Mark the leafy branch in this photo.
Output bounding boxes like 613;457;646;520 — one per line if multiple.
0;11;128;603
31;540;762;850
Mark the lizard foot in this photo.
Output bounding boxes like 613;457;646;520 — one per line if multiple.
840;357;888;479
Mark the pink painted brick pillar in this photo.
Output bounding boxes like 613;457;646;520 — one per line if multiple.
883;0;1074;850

==

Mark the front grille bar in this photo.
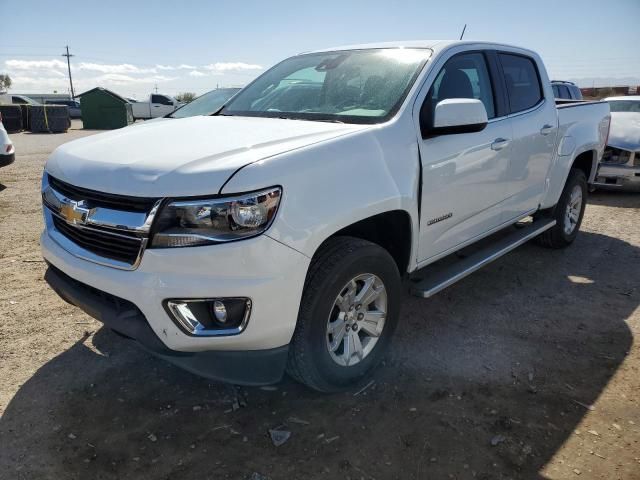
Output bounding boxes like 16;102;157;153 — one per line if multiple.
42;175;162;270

• _EXERCISE OBJECTIVE_
Please transcribe the listing verbatim, starting with the line that contains "Mark the leafy branch in this photo." and going on through the line that contains "883;0;1074;850", both included.

• _ANSWER TO THE EXERCISE_
Mark the leafy branch in this photo.
Output bounding boxes like 613;457;646;520 — one per line if multiple.
0;11;128;603
31;540;762;850
Mark the lizard foot in this photo.
Output bounding boxes like 613;457;646;520 — one per line if multiple.
840;357;888;479
Mark the pink painted brick pillar in this photo.
Output bounding boxes like 613;457;646;520 — one per line if multiple.
883;0;1074;850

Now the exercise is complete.